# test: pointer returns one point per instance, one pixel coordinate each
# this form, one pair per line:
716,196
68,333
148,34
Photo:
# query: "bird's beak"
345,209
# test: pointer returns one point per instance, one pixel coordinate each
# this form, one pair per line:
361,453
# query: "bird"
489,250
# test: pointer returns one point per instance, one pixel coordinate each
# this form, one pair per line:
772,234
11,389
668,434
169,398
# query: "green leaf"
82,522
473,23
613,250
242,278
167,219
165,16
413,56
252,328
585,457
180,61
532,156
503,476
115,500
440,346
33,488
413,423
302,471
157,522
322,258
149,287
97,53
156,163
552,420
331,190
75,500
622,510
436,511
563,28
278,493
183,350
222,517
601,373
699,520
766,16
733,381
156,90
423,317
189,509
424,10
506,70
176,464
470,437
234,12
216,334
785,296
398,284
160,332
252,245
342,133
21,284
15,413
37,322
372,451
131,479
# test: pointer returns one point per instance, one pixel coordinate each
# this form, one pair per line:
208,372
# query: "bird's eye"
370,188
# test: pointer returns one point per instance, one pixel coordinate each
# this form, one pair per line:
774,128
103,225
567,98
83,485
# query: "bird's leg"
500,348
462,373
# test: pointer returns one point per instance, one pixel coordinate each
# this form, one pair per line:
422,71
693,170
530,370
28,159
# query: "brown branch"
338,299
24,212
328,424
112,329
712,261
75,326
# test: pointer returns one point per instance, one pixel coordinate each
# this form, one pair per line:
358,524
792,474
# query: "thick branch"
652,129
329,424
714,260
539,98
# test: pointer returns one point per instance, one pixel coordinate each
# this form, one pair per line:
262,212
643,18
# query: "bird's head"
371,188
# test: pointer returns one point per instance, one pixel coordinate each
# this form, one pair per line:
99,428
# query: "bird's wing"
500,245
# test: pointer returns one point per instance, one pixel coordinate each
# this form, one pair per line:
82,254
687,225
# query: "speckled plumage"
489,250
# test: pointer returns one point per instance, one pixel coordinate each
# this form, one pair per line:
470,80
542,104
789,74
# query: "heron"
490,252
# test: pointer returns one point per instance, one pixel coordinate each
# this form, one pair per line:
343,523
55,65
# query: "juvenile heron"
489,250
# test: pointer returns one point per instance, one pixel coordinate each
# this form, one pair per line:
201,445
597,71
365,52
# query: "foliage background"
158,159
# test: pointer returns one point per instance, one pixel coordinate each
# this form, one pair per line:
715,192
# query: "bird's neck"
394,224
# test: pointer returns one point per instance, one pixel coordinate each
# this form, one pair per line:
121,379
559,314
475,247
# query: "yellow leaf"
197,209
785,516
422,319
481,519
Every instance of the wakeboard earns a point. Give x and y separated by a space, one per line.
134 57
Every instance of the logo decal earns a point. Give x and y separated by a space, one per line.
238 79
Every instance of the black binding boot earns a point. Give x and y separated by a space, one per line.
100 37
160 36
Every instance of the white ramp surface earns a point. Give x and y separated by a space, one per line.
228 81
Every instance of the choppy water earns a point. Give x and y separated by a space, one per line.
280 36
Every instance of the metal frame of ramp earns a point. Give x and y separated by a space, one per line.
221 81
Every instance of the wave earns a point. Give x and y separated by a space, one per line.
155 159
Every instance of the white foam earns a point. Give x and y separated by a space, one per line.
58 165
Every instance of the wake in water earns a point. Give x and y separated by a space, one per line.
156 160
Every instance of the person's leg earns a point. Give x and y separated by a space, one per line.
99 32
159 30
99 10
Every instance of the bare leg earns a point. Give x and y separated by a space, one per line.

☆ ☆ ☆ ☆

Reproduce the material above exactly; please quote every line of it.

Response for this exercise>
# test: pointer returns one point per instance, one pixel coordinate each
# this form, one pair per line:
716,196
68,333
148,34
Photo:
# query: "bird's beak"
345,209
# test: pointer returns one point per instance, one pixel coordinate each
# this form, one pair per line:
361,453
# query: "bird"
489,250
# test: pointer returns one point per instance, one pixel coordinate each
# this form, one pair per line:
772,234
11,389
668,434
169,398
# query: "green leaf"
82,522
473,23
613,250
242,278
167,219
165,16
413,56
252,328
585,457
180,61
532,156
503,476
115,500
440,346
33,488
413,423
302,471
157,522
322,258
149,287
97,53
156,163
552,420
331,190
75,500
622,510
436,511
563,28
278,493
183,350
222,517
601,373
699,520
766,16
733,381
156,90
423,317
189,509
424,10
506,70
176,464
470,437
234,12
216,334
785,296
398,284
160,332
252,245
342,133
21,284
15,413
37,322
372,451
131,479
# test: pointer returns one point per instance, one pixel coordinate each
# this form, one pair per line:
208,372
# query: "bird's eye"
370,188
# test: pointer returns one point per instance, one pixel coordinate each
# this form, one pair per line:
774,128
103,225
567,98
83,485
# query: "bird's leg"
500,348
462,373
# test: pointer returns one point per instance, one pixel coordinate each
# this form, one pair per line:
422,71
693,170
530,370
28,159
# query: "brown branch"
338,299
24,212
328,424
112,329
712,261
75,326
# test: pointer returns one point per instance, one pixel coordinate each
# this form, one pair per line:
358,524
792,474
# query: "thick branch"
652,129
329,424
714,260
539,98
# test: pointer returns one point per instance, one pixel coordinate each
# this form, one pair per line:
262,212
643,18
# query: "bird's head"
371,188
# test: pointer returns one point per instance, one pixel coordinate each
# this form, one pair per line:
99,428
# query: "bird's wing"
500,245
# test: pointer returns one point per instance, one pixel coordinate each
# this form, one pair per line:
82,254
687,225
# query: "speckled plumage"
489,250
# test: pointer returns one point per instance, one pixel coordinate each
# this form, one pair per line:
470,80
542,104
789,74
# query: "heron"
490,252
# test: pointer returns one point per instance, one pixel coordinate each
# this form, one pair per line:
343,523
55,65
# query: "juvenile heron"
489,250
# test: pointer returns one point per instance, one pixel coordinate each
# this form, one pair per line:
201,445
597,71
365,52
# query: "foliage background"
158,159
# test: pointer returns one point per instance, one pixel coordinate each
# this form, one pair per line:
715,192
# query: "bird's neck"
394,224
# test: pointer returns one point per instance, one pixel coordinate each
# this form, one pair per line:
121,379
559,314
475,247
# query: "yellow leaf"
197,209
785,516
422,319
481,519
Every instance of the wakeboard earns a point. Give x and y separated by a space, one per line.
134 57
Every instance of the logo decal earns a point. Give x and y separated by a space, one per line.
238 79
Every instance of the black binding boot earns a point. Give x and y separated by a space, one per line.
100 37
160 36
Every instance of the white ramp surface earns a point. Give x and y separated by a space, one per line.
228 81
Every instance of the choppy water earns a point. Give x and y separated by a space, one per line.
280 36
Every instance of the metal frame of ramp earns a point. Give x and y separated by a space, one per line.
221 81
Every instance of the wave earns a point. Give x and y separated by a space, one per line.
155 159
Every instance of the white foam earns a point. Give x and y separated by a space, one per line.
58 165
Every instance of the wake in water earns a point. Give x and y separated by a space, one per line.
156 160
Every instance of the person's leg earns a point. Give x and y separated by a space, one per line.
99 32
159 30
99 10
Every instance of the bare leg earns a point. Give x and y separated by a space, one per line.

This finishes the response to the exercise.